_Work instructions_:
How many lines in the records below contain the word "person"? Answer with the number and nothing else.
------ Extracted records
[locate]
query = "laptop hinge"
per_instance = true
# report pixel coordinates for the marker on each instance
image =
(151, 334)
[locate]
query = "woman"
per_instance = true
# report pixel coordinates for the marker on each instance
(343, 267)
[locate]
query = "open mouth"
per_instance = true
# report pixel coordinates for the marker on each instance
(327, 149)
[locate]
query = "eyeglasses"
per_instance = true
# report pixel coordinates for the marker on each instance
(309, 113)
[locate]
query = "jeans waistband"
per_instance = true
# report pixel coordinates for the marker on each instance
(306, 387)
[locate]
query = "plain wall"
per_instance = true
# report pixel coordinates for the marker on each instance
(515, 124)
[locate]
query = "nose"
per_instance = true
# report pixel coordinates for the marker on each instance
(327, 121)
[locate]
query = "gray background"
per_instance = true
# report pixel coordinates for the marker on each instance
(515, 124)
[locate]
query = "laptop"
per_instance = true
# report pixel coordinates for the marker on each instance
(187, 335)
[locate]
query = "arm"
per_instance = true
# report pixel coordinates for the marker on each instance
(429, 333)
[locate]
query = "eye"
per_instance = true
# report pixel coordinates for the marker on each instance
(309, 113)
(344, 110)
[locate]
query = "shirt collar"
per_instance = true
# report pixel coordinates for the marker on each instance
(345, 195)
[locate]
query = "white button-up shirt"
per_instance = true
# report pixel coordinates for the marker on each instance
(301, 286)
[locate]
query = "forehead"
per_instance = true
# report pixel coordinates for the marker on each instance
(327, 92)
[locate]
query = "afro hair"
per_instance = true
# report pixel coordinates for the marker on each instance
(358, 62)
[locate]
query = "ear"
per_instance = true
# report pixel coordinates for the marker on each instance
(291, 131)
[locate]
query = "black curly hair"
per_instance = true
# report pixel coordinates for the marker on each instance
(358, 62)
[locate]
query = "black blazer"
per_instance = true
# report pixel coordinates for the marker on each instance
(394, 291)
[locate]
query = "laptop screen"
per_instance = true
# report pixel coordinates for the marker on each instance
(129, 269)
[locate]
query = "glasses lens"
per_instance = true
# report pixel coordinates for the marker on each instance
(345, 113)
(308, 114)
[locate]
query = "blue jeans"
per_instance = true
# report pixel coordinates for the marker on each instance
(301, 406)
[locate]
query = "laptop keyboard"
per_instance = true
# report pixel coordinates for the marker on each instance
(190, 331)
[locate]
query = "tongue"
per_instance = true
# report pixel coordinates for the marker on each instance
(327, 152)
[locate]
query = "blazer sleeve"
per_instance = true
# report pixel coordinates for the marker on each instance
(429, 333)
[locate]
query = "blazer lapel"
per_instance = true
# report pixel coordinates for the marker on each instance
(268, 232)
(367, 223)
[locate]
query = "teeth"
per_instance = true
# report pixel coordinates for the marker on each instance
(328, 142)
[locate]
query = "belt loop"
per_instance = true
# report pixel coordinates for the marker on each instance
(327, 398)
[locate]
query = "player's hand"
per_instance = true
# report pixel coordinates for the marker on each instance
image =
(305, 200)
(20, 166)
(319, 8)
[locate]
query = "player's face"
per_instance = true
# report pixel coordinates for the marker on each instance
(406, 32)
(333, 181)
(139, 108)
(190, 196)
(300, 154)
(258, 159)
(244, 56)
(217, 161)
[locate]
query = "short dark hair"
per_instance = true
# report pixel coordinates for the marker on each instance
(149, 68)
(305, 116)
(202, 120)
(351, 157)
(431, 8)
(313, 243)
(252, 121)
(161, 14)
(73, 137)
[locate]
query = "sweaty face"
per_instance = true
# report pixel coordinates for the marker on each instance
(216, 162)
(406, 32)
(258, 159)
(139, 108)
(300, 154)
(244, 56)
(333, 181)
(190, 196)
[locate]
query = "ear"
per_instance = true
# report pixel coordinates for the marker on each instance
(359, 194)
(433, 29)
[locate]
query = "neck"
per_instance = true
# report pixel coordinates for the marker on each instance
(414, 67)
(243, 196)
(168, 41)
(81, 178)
------------
------ Extracted records
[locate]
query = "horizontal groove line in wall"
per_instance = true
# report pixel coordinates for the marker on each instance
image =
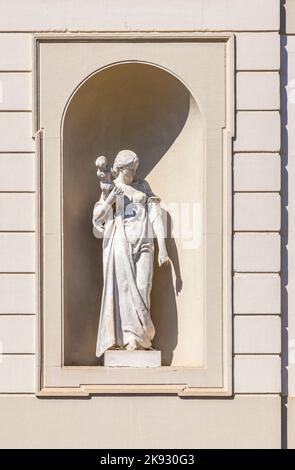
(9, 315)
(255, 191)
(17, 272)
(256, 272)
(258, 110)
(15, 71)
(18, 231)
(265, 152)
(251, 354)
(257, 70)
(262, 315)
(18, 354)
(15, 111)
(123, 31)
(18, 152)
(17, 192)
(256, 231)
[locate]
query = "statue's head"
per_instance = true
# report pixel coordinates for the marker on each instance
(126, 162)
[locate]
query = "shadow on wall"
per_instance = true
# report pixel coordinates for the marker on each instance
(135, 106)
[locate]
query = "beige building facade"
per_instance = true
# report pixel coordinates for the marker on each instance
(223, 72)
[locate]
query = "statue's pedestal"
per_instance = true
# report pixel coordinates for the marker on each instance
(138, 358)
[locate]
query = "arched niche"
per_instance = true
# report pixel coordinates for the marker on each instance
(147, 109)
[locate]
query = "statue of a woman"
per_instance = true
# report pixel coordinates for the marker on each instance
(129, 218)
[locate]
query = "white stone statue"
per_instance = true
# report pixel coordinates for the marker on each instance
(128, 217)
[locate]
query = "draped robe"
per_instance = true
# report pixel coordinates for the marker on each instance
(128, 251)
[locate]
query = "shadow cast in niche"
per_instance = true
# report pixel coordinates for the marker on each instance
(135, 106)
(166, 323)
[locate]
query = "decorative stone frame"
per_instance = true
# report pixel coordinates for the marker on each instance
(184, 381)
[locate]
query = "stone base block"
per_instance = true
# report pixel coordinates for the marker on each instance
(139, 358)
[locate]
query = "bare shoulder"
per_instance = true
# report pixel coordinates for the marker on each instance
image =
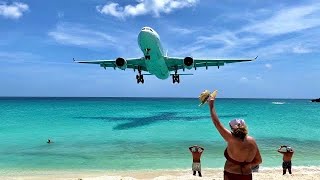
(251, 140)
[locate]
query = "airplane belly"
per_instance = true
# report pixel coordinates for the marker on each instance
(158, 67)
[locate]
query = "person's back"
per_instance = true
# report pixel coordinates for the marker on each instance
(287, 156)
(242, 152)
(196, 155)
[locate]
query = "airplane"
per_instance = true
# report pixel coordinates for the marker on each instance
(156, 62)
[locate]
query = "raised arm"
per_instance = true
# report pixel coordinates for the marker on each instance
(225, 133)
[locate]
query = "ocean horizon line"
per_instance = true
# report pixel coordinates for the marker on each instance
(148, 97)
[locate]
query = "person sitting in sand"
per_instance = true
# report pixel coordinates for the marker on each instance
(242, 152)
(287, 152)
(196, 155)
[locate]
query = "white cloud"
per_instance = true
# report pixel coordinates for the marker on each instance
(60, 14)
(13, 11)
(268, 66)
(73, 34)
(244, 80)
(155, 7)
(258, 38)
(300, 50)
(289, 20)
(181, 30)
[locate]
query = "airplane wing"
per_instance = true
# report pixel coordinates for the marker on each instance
------------
_Written solution_:
2